[WHAT YOU HAVE TO DO]: Copy the data from the line containing "harness, as pixel coordinates." through the end, substituting "central point" for "innermost point" and leaving everything else unchanged.

___ TASK INPUTS ___

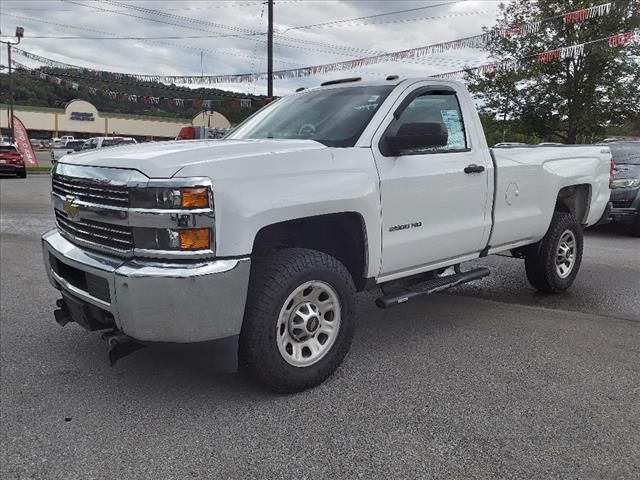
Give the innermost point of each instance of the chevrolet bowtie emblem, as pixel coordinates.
(70, 208)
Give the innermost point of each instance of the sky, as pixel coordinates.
(233, 35)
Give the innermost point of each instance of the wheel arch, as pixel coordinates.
(342, 235)
(574, 199)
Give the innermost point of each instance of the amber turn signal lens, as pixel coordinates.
(194, 239)
(195, 197)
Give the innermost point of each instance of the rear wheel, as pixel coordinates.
(299, 320)
(553, 263)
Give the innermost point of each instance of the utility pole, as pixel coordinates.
(270, 51)
(19, 35)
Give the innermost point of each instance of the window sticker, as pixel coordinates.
(452, 121)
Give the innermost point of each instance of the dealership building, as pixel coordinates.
(82, 120)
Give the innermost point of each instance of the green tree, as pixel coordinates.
(576, 99)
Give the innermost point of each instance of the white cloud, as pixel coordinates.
(232, 54)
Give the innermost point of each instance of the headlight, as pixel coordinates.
(185, 240)
(154, 197)
(626, 183)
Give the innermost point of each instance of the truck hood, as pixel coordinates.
(165, 159)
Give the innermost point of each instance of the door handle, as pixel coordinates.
(473, 168)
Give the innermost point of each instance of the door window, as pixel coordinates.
(440, 108)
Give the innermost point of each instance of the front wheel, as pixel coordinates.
(553, 263)
(299, 320)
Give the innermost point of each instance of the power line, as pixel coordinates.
(397, 12)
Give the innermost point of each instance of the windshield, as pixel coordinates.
(334, 117)
(625, 152)
(112, 142)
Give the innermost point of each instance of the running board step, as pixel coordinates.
(431, 286)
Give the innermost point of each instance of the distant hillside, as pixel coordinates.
(30, 89)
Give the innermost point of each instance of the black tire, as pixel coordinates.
(272, 281)
(540, 260)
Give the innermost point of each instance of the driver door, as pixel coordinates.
(433, 208)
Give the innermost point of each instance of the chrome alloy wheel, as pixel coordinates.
(566, 254)
(308, 323)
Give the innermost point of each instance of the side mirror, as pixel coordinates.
(413, 136)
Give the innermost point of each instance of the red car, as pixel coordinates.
(12, 161)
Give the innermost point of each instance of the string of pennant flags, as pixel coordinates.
(562, 53)
(207, 104)
(475, 41)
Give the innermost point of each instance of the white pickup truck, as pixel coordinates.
(268, 234)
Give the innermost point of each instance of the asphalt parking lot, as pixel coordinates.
(491, 380)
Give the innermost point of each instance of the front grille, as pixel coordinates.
(94, 285)
(91, 191)
(622, 203)
(118, 238)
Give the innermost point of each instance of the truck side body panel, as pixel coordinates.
(254, 192)
(529, 180)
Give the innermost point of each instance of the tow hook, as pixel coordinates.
(120, 345)
(62, 313)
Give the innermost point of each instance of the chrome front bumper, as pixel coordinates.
(158, 301)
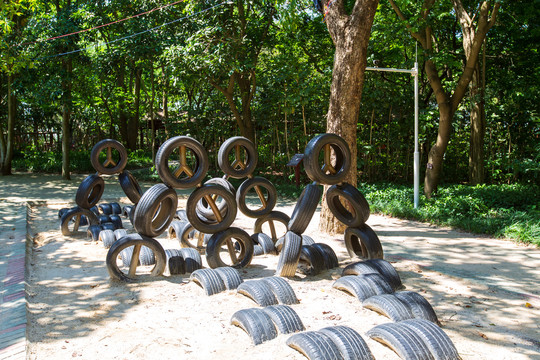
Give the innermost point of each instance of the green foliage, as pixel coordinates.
(510, 211)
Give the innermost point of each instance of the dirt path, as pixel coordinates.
(485, 292)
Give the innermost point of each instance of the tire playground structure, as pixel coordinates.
(205, 228)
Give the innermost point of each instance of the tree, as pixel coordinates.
(422, 28)
(349, 25)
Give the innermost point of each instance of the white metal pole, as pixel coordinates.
(416, 151)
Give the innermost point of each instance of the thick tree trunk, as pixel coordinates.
(350, 34)
(66, 118)
(5, 167)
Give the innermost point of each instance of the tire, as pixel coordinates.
(137, 241)
(204, 209)
(305, 208)
(350, 344)
(192, 259)
(418, 305)
(203, 225)
(230, 276)
(289, 255)
(405, 345)
(155, 211)
(390, 306)
(107, 238)
(117, 164)
(328, 254)
(117, 221)
(256, 323)
(282, 290)
(338, 171)
(284, 318)
(209, 280)
(388, 272)
(90, 191)
(105, 209)
(362, 242)
(74, 217)
(359, 213)
(354, 285)
(259, 291)
(120, 233)
(314, 345)
(267, 202)
(130, 186)
(194, 172)
(241, 166)
(436, 340)
(175, 262)
(218, 240)
(265, 242)
(93, 231)
(311, 260)
(269, 221)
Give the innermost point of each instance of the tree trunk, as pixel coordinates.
(66, 118)
(5, 168)
(350, 34)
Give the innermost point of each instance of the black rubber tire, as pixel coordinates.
(209, 280)
(230, 276)
(311, 260)
(107, 238)
(388, 271)
(271, 219)
(305, 208)
(436, 340)
(359, 213)
(93, 231)
(315, 345)
(174, 229)
(118, 166)
(354, 285)
(115, 209)
(390, 306)
(269, 200)
(285, 318)
(76, 214)
(259, 291)
(289, 255)
(256, 323)
(214, 246)
(198, 173)
(342, 154)
(247, 167)
(328, 254)
(134, 240)
(403, 344)
(362, 242)
(205, 210)
(419, 306)
(175, 262)
(126, 211)
(203, 225)
(192, 259)
(120, 233)
(282, 290)
(117, 221)
(349, 342)
(265, 242)
(90, 191)
(130, 186)
(155, 211)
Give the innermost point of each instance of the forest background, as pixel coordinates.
(143, 71)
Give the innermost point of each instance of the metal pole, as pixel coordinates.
(416, 151)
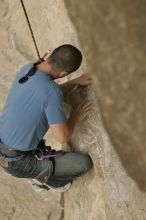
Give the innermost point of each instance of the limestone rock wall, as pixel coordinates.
(112, 34)
(107, 192)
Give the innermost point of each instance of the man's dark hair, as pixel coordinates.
(66, 58)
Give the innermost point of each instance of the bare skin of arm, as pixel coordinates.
(63, 132)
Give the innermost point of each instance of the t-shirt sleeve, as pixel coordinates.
(55, 108)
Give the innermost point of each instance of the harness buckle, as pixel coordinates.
(3, 162)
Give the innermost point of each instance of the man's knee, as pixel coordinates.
(85, 163)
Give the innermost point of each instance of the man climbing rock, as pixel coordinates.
(35, 104)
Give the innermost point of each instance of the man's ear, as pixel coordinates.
(63, 74)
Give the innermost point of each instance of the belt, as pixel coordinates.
(6, 151)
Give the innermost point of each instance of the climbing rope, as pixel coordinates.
(31, 31)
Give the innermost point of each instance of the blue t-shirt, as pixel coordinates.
(30, 109)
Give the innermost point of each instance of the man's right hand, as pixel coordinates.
(82, 109)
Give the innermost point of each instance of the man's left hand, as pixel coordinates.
(84, 80)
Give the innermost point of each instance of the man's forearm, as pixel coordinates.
(71, 123)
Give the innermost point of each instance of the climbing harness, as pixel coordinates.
(41, 153)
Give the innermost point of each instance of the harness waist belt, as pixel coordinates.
(5, 150)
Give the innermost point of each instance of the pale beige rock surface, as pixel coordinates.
(112, 34)
(106, 193)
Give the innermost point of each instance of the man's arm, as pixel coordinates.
(68, 86)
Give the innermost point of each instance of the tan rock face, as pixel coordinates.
(106, 192)
(112, 34)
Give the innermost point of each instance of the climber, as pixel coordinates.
(34, 104)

___

[CORRECT OUTPUT]:
Give the central point of each instance of the climbing harness, as pixel coordinates.
(41, 153)
Give the central point of each instance of the harness waist belt, as pixel coordinates.
(5, 150)
Give the central point of each instance of the pale beige rock surface, as pixel coordinates.
(112, 34)
(106, 193)
Give the central point of each instance of the man's arm, as pixel coordinates.
(68, 86)
Give the central point of each instance of the tan rock face, as pixel coordinates.
(106, 192)
(112, 34)
Give the central point of each instance of the climber, as pixel coordinates.
(34, 104)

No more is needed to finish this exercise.